Segment Start: Data excerpts

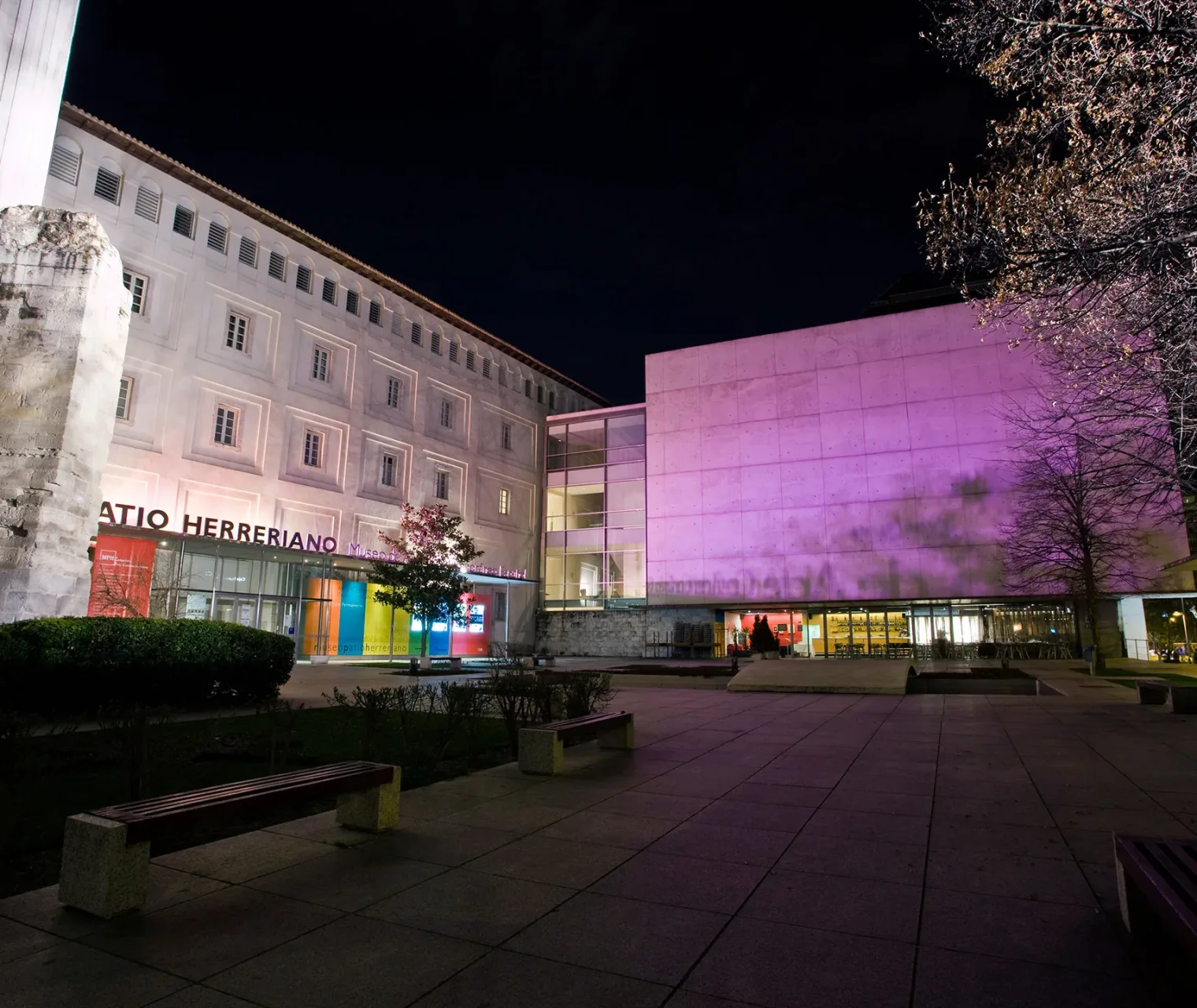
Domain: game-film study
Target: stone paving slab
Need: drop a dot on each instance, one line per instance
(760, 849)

Segment End: Data excerpts
Segment Start: Data excerpts

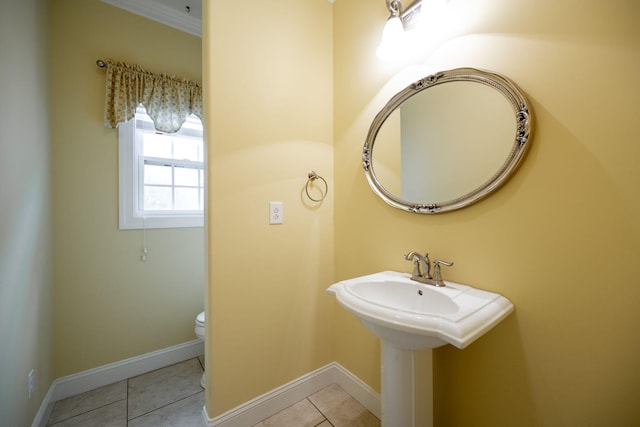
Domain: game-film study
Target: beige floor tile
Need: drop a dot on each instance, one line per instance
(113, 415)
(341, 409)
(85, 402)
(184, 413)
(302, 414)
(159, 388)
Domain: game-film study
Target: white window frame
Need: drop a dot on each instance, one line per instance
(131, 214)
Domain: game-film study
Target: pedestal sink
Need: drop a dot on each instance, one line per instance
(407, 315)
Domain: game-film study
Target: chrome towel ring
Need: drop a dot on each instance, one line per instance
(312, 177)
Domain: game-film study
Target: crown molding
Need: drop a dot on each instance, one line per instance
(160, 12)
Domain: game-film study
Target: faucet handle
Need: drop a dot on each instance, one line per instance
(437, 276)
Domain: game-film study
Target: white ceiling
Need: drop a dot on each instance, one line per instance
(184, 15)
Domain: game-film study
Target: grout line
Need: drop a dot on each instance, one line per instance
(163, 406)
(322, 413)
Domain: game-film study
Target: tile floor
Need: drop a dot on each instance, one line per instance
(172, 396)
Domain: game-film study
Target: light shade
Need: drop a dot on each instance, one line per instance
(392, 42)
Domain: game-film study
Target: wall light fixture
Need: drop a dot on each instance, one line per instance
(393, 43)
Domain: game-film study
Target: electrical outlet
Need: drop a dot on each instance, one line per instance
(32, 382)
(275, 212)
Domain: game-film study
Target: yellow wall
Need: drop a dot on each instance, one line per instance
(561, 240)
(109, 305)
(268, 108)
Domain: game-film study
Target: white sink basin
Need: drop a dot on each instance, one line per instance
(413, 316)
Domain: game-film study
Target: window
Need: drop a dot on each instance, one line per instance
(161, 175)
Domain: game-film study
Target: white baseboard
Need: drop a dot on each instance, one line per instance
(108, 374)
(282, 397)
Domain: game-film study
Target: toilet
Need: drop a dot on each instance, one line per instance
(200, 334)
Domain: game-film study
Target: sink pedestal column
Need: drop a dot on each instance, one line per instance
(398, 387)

Segment End: Data excerpts

▸ Problem details
Pick out, from the lines above, every one that contains the string "sink".

▸ Result of the task
Target: pedestal sink
Target: white sink basin
Target: sink pedestal column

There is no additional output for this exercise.